QUELLE:
════════
Ein in jeder Weise fremder Ort

Die ganze Bibel will das Wort sein, in dem Gott sich von
uns finden lassen will. Kein Ort, der uns angenehm oder
von vornherein einsichtig wäre, sondern ein uns in jeder Weise
fremder Ort, der uns ganz und gar zuwider ist. Aber eben der
Ort, an dem Gott erwählt hat, uns zu begegnen. So lese ich nun
die Bibel. Ich frage jede Stelle: was sagt Gott hier zu uns? und
ich bitte Gott, daß er uns zeigt, was er sagen will. Also, wir dürfen
garnicht mehr nach allgemeinen, ewigen Wahrheiten suchen,
die unserm eigenen »ewigen« Wesen entsprächen und als
solche evident zu machen wären. Sondern wir suchen den
Willen Gottes, der uns ganz fremd und zuwider ist, dessen Wege
nicht unsere Wege und dessen Gedanken nicht unsere Gedanken
sind (Jesaja 55,8), der sich uns verbirgt unter dem Zeichen des
Kreuzes, an dem alle unsere Wege und Gedanken ein Ende haben.
════════
DATENÜBERSICHT:
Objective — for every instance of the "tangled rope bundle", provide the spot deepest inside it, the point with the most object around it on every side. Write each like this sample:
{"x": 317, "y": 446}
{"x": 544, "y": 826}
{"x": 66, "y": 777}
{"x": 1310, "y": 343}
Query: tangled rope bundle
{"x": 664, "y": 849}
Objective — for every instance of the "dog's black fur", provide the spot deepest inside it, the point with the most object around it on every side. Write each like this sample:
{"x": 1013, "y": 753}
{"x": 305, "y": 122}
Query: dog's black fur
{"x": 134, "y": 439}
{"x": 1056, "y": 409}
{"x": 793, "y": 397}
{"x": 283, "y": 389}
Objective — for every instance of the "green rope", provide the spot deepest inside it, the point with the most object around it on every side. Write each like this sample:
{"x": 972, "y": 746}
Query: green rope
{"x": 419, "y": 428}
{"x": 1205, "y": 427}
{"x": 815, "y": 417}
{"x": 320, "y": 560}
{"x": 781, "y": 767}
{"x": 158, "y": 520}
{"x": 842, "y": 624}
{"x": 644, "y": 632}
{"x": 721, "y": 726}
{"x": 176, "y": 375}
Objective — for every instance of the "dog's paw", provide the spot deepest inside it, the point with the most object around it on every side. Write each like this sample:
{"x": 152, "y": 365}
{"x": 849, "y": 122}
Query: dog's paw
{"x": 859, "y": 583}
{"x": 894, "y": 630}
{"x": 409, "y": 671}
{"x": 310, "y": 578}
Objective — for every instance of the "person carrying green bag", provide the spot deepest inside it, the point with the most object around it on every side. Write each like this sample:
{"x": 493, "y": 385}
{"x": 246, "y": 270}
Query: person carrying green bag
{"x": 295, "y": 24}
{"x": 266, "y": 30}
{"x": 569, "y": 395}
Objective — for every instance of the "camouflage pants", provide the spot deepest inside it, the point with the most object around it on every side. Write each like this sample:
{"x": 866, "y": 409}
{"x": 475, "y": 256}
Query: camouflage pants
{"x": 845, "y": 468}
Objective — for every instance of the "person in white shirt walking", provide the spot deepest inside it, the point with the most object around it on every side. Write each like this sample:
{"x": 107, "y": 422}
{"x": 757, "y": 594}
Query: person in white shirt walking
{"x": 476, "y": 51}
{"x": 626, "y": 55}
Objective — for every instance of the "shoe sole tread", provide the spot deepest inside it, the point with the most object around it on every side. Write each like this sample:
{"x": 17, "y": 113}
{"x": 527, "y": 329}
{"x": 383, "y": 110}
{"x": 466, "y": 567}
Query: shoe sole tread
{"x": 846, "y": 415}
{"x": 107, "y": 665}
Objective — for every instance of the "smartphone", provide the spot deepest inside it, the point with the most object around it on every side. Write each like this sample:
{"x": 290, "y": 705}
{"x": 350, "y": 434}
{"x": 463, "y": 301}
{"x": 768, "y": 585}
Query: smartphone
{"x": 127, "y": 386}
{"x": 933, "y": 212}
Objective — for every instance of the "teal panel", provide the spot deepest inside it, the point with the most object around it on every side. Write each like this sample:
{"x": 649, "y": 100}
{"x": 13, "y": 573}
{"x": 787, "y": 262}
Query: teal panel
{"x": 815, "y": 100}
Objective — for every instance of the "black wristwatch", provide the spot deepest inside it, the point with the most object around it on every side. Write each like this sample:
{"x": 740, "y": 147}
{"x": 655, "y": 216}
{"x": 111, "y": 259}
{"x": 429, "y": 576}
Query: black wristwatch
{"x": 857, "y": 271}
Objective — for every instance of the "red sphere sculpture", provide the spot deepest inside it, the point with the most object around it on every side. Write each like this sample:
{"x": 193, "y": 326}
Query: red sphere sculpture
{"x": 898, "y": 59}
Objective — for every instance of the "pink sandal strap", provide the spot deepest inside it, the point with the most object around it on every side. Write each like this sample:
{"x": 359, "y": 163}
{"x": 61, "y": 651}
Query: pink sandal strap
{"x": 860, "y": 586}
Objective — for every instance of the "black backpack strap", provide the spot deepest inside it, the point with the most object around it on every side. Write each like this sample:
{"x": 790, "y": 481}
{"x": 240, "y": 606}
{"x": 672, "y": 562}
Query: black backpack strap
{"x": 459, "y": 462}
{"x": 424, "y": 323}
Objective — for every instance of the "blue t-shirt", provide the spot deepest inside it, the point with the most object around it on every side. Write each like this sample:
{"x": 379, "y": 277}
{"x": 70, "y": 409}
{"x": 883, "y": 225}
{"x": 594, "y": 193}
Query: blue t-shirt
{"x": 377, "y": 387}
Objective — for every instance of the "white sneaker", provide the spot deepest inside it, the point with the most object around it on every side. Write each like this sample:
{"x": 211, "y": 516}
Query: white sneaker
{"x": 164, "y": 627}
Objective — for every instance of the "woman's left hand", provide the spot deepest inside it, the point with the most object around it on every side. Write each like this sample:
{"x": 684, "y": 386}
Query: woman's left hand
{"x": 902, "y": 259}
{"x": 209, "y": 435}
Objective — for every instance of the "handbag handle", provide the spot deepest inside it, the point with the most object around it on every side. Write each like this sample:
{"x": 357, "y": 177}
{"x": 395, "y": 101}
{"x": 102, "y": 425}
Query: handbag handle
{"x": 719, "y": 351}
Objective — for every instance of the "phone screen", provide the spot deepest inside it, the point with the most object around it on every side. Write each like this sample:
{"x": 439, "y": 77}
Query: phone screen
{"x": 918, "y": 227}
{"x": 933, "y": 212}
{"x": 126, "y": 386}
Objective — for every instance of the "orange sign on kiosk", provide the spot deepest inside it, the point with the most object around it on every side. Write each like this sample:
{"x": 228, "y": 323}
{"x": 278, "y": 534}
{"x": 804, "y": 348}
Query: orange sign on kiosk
════════
AUFGABEN:
1. Beantworten Sie anhand des Textes über die Bibel:
(a) Welche Frage wird an jede Stelle der Bibel gerichtet?
(b) Auf welche Bibelstelle verweist der Text?
(c) Unter welchem Zeichen verbirgt sich Gottes Wille?
2. Geben Sie im Text über die Bibel den Abschnitt von „Die ganze Bibel“ bis „ein Ende haben.“ wieder und tauschen Sie dabei „Wahrheiten“ gegen „Gewissheiten“ aus.

LÖSUNGEN:
1.
(a) „was sagt Gott hier zu uns?“
(b) Jesaja 55,8
(c) Unter dem Zeichen des Kreuzes

2.
Die ganze Bibel will das Wort sein, in dem Gott sich von
uns finden lassen will. Kein Ort, der uns angenehm oder
von vornherein einsichtig wäre, sondern ein uns in jeder Weise
fremder Ort, der uns ganz und gar zuwider ist. Aber eben der
Ort, an dem Gott erwählt hat, uns zu begegnen. So lese ich nun
die Bibel. Ich frage jede Stelle: was sagt Gott hier zu uns? und
ich bitte Gott, daß er uns zeigt, was er sagen will. Also, wir dürfen
garnicht mehr nach allgemeinen, ewigen Gewissheiten suchen,
die unserm eigenen »ewigen« Wesen entsprächen und als
solche evident zu machen wären. Sondern wir suchen den
Willen Gottes, der uns ganz fremd und zuwider ist, dessen Wege
nicht unsere Wege und dessen Gedanken nicht unsere Gedanken
sind (Jesaja 55,8), der sich uns verbirgt unter dem Zeichen des
Kreuzes, an dem alle unsere Wege und Gedanken ein Ende haben.